-- begin TEXT SECTION --

The resistor R 1 is 10 MΩ. The resistor R 2 is 1 kΩ. The resistor R 4 is 900Ω. The resistor R 5 is 90Ω. The resistor R 6 is 9Ω. The resistor R 7 is 1Ω. The resistors R 1 and R 2 are provided in parallel, and both of these have one end connected to an inverted input terminal of the operational amplifier U 1 and the other end connected to the switch S 1 . One end of the switch S 1 is made to be the switch S 2 , and the resistor R 1 or the resistor R 2 is connected to the switch S 2 by a switching operation of the switch S 1 . The resistor R 1 or R 2 operates as the feedback resistor circuit 102 described above by switching the switch S 1 . The feedback resistor circuit 102 selected by switching the switch S 1 is hereafter represented by “Rb”. The resistance values of the resistors R 1 , R 2 , and R 4 to R 7 described above are simply one example, and other values are also possible.

The resistor R 4 , the resistor R 5 , the resistor R 6 , and the resistor R 7 are connected in series in this order. One end of the resistor R 4 not connected to the resistor R 5 is connected to the output terminal of the operational amplifier U 1 . One end of the resistor R 7 not connected to the resistor R 6 is grounded.

One end of the switch S 2 described above is connected to the switch S 1 , and the switch S 4 or the switch S 3 is connected to the switch S 1 by a switching operation of the switch S 2 . One end of the switch S 4 is connected to the switch S 2 , and either end of the resistor R 4 is connected to the switch S 2 by a switching operation of the switch S 4 . One end of the switch S 3 is connected to the switch S 2 , and either end of the resistor R 6 is connected to the switch S 2 by a switching operation of the switch S 3 . By switching the switches S 2 , S 3 , and S 4 in this manner, any of a connection terminal between the operational amplifier U 1 and the resistor R 4 , a connection terminal between the resistors R 4 and R 5 , a connection terminal between the resistors R 5 and R 6 , and a connection terminal between the resistors R 6 and R 7 is directly electrically connected to the switch S 1 . That is, the series of resistors R 4 to R 7 are divided into two by a contact between the resistors directly connected to the switch S 1 , except when the switch S 1 is directly connected to the output terminal of the operational amplifier U 1 in accordance with the switching operation of the switch S 2 -S 4 , and operate as the partial voltage resistor. Below, the resistance between the voltage-dividing terminal selected by switching the switches S 2 , S 3 , and S 4 and the ground terminal is represented by “Ra.” The resistance between the voltage-dividing terminal and the output terminal of the operational amplifier U 1 is represented by “Rb.”

-- end TEXT SECTION --
-- begin STORED RECORDS --

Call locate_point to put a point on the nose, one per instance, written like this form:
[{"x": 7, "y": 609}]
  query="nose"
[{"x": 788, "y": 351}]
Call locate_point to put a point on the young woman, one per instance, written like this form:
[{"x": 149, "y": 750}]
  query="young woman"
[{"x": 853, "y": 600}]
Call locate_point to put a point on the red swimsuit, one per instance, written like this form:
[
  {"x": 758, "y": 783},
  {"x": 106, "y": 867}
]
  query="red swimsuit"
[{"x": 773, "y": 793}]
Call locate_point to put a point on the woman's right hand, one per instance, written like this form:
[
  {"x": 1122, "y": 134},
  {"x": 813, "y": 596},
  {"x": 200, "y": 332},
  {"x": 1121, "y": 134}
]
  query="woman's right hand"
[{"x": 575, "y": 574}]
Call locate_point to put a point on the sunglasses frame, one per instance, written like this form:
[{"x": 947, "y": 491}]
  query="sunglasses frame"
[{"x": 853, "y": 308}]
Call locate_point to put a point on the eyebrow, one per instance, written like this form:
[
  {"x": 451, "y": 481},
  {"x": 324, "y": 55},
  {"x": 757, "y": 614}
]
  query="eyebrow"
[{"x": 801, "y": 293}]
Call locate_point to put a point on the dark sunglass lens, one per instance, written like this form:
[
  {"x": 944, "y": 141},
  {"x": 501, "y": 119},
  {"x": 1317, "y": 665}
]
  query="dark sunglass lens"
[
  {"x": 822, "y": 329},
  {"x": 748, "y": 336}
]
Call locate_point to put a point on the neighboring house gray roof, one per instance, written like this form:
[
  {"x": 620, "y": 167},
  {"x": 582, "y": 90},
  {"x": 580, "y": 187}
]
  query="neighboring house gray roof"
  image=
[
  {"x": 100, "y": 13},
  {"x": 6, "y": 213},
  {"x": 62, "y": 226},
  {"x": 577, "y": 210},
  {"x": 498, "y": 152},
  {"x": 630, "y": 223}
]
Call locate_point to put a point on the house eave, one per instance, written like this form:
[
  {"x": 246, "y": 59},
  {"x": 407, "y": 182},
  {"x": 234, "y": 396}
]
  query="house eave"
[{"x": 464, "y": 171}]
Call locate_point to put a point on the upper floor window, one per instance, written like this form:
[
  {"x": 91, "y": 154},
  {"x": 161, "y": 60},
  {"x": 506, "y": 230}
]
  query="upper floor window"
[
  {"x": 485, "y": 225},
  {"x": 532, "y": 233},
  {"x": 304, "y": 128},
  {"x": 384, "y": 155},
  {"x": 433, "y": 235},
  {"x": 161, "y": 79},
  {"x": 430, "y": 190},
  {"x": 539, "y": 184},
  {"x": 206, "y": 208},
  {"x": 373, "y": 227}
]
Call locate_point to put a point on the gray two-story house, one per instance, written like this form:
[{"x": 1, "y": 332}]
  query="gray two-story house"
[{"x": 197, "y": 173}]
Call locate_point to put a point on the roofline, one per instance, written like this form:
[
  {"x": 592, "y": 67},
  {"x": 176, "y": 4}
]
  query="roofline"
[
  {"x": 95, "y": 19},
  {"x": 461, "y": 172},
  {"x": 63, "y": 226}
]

-- end STORED RECORDS --

SHORT PROBLEM: Rewrite the resistor circuit text from "The resistor R 1 is" up to and including "are also possible.", putting "feedback network" in place of "feedback resistor circuit". The rows have nothing to do with the resistor circuit text.

COMPLETE ANSWER:
The resistor R 1 is 10 MΩ. The resistor R 2 is 1 kΩ. The resistor R 4 is 900Ω. The resistor R 5 is 90Ω. The resistor R 6 is 9Ω. The resistor R 7 is 1Ω. The resistors R 1 and R 2 are provided in parallel, and both of these have one end connected to an inverted input terminal of the operational amplifier U 1 and the other end connected to the switch S 1 . One end of the switch S 1 is made to be the switch S 2 , and the resistor R 1 or the resistor R 2 is connected to the switch S 2 by a switching operation of the switch S 1 . The resistor R 1 or R 2 operates as the feedback network 102 described above by switching the switch S 1 . The feedback network 102 selected by switching the switch S 1 is hereafter represented by “Rb”. The resistance values of the resistors R 1 , R 2 , and R 4 to R 7 described above are simply one example, and other values are also possible.